- Verilen metin
▽

4 Ağustos 2009 Salı

Tasavvuf


TASAVVUF


Tasavvuf insanın kendi içine yaptığı yolculuktur.
Dinin zahir yüzünden başka, bir de insanoğlunu kemale eriştirmek, sağlam ve yıkılmaz bir iç hayatı kazandırmak için riyâzat(nefisle mücadele, nefsi kırma), mücahede(nefsin arzularına direnme, cehd ve gayret etme), tasfiye(saflaştırma, temizleme), hâlini ıslah potası içinde temizleme ve pişirme tarafı vardır. Ben ahlak sahibiyim demekle cehil ve gaflet (Hakkı unutmak) cehennemlerinden kurtulmak ve hakiki cennet olan ezeli yakınlığa erip aslî fıtratını(yaratılış) bulmak kabil değildir. Akıllı bir kişi benim hiçbir şeye ihtiyacım yok demeyip, kendini dünya kirlerinden arıtmaya ve ruhundan cehil ve gafleti silip, onu aslî temizliği ile meydana çıkartmaya gayret etmelidir.
1
Bu arınmanın yolunu da bize tasavvuf göstermiş, bu gayrette olan kişilere ışık tutmuş, yollarını aydınlatmıştır.
Kişinin kendini Allah’ın gözetimi altında hissetmesi ve bu şuurla davranıp yaşaması tasavvuf adını alır. Yani kişi her muamelesini Allah’la yapıyormuşcasına kendini mesul hisseder. Tasavvufun yolu ise; bu tavrı en ciddi şekilde yaşamak için konulan özel metodların tamamıdır. Abdülkadir Geylani’ye göre Tasavvuf kelimesinin harflerinin her birinin ayrı bir anlamı vardır. Şöyle ki:
T: Tevbe
S: Safâ, arınma
V: Velâyet
F: Fenâ’dır.(yokluk)
Tasavvuf sekiz temel üzerine kurulmuştur. Birincisi; cömertliktir. Bu İbrahim (a.s)ın sıfatıdır. İkincisi; rıza’dır ki, bu İshak (a.s)ın sıfatıdır. Üçüncüsü; Sabır’dır ve Eyyüb (a.s)’ın sıfatıdır. Dördüncüsü; işarettir ki(Allahın her hadisedeki rolünü bilmek), Zekeriyya (a.s)’ın sıfatıdır. Beşincisi; Kurbettir ki(yakınlık), Yahya(a.s)’ın sıfatıdır. Altıncısı; Tasavvuftur ki(mana yolculuğu), Musa (a.s)’ın sıfatıdır. Yedincisi; Aşktır ki İsa (a.s)’ın sıfatıdır. Sekizincisi; Fakirliktir(kulluğu bilmek) ki, bu da Efendimiz Hz. Muhammed (s.a.v)’in sıfatıdır.
2
Semâ’nın ve zikrin hakîkatine vâsıl olan kimseye ten tekke, gönül makam olmuştur.
Tasavvuf Cenab-ı Hakkın bir kulunu nefsinden öldürüp kendisiyle diri kılmasıdır. Tasavvuf dedikodu ve lafla olmaz, maddî alışkanlıklara ve aşırı isteklere açlık ve sevilen şeylerin terk edilmesi (tapmayı terk) ile olur.(Cüneyd-i Bağdadî)

△

- Yönergeler
a - Satırlarda "Identify the metal centrifuge" ifadesinin geçtiği satırdan "[1036,0,1088,126]" ifadesinin geçtiği satıra kadar olanları, iki uç da dahil, boş satırları atlayarak numaralı liste biçiminde düzenle.
b - Tasavvuf metnini kaldığı yerden sürdür.
Tasavvuf metni ile satırlar birbirinden bağımsızdır.

- Verilen malzeme
▽

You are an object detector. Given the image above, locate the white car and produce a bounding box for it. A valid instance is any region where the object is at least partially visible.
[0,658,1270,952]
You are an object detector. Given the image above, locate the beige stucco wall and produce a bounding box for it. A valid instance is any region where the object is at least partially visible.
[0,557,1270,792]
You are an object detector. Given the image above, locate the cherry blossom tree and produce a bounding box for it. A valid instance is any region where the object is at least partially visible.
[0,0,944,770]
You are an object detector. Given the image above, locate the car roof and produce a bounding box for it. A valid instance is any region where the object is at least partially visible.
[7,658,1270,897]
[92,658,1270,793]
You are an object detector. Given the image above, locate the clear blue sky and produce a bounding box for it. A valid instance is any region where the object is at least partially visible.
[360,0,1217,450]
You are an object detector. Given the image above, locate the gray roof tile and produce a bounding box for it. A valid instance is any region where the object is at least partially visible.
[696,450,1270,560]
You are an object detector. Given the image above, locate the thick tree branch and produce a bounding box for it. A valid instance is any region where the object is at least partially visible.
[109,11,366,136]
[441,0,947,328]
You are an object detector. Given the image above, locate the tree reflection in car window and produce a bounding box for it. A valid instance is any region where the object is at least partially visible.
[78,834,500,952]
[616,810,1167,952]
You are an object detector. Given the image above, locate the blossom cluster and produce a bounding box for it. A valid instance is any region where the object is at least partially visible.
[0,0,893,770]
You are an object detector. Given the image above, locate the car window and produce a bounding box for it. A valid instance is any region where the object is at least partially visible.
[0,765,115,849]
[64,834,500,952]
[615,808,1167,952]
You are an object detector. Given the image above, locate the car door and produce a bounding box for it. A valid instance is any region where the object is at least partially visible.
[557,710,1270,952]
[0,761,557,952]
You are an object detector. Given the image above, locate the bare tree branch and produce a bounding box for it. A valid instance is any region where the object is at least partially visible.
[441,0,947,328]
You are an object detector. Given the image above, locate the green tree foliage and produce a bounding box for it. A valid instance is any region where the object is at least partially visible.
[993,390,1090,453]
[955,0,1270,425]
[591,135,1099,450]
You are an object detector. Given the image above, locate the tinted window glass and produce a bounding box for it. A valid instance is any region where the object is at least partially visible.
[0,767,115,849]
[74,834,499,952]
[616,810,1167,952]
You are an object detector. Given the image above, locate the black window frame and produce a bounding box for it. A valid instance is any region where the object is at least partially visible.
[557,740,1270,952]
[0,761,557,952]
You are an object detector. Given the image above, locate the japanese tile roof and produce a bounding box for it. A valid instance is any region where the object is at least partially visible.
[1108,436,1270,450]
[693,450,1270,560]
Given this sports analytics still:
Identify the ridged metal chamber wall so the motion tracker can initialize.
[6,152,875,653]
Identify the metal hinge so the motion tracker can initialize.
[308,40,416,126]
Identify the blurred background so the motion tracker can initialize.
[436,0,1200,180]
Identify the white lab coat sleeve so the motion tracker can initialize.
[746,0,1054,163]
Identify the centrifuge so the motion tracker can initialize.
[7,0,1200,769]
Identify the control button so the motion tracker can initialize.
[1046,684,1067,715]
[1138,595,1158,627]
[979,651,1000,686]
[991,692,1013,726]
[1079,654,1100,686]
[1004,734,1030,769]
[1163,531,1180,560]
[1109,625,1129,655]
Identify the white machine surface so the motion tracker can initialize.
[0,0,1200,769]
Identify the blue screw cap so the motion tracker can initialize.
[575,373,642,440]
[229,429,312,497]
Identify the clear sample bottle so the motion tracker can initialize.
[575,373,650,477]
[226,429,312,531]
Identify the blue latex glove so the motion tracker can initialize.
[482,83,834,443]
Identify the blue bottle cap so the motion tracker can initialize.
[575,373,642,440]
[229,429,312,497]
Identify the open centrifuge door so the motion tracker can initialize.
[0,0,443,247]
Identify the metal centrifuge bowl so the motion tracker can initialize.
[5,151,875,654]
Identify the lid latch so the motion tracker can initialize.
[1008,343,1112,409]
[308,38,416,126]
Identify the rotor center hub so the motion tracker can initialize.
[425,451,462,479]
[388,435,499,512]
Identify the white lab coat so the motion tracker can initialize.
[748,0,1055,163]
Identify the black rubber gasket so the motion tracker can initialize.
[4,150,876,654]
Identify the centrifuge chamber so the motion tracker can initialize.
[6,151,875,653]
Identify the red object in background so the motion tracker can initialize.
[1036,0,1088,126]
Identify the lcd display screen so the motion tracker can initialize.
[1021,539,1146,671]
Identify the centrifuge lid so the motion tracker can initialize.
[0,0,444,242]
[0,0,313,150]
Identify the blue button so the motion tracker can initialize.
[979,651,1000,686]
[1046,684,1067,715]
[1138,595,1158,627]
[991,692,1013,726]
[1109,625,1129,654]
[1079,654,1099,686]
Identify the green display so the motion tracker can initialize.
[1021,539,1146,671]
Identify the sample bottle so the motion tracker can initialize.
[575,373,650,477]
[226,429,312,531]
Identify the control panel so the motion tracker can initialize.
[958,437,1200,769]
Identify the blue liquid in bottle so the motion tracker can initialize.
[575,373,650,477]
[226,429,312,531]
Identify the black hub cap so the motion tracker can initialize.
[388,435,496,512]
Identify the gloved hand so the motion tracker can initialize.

△

- Yanıtlar
a -
1. Identify the metal centrifuge bowl so the motion tracker can initialize.
2. [5,151,875,654]
3. Identify the lid latch so the motion tracker can initialize.
4. [1008,343,1112,409]
5. [308,38,416,126]
6. Identify the rotor center hub so the motion tracker can initialize.
7. [425,451,462,479]
8. [388,435,499,512]
9. Identify the white lab coat so the motion tracker can initialize.
10. [748,0,1055,163]
11. Identify the black rubber gasket so the motion tracker can initialize.
12. [4,150,876,654]
13. Identify the centrifuge chamber so the motion tracker can initialize.
14. [6,151,875,653]
15. Identify the red object in background so the motion tracker can initialize.
16. [1036,0,1088,126]

b -
Bir gün Ken’an Rifai’ye “Tasavvuf nedir?” diye sorulduğunda “gönül bilgisidir” diye cevaplandırıyor. Sonra fikrini şöyle izah ediyor: “En büyüğünden en küçüğüne kadar hiçbir şey yoktur ki Allah’ın iradesi ile olmasın. Seni idare eden ruhun ve aklındır. Ruhun ruhu da Allahdır. Her şeyi hareket ve sükuna getiren kendi mânâsıdır. Mânânın mânâsı da yine Allah’dır. Şu halde ruhu ruha terk etmek ve kendi gözü ile kendini görmesini temin etmek icab eder. Her madde bir mânâyı işaret için vücut bulmuştur. İnsan ise kâinatın mânâsıdır. Onun için koca Mevlânâ “Beytullah Beytullah olalı Allah gidip orada oturmadı, benim gönlüm hanesinde ise ondan gayrı bir şey yok” diyor ki işte tasavvuf bu bilgiyi edinebilmektir. Fakat Eflatun’un da söylediği gibi, bu bilgi kitaplardan öğrenilmiyor. İnsan onu kendi kalbi hazinesinden pek ince bir tefekkür (fikir yürütme, düşünme) ile çıkarabilir ve mukaddes ateşi kendi zatî (aslî, öz) menbaından uyandırabilir.”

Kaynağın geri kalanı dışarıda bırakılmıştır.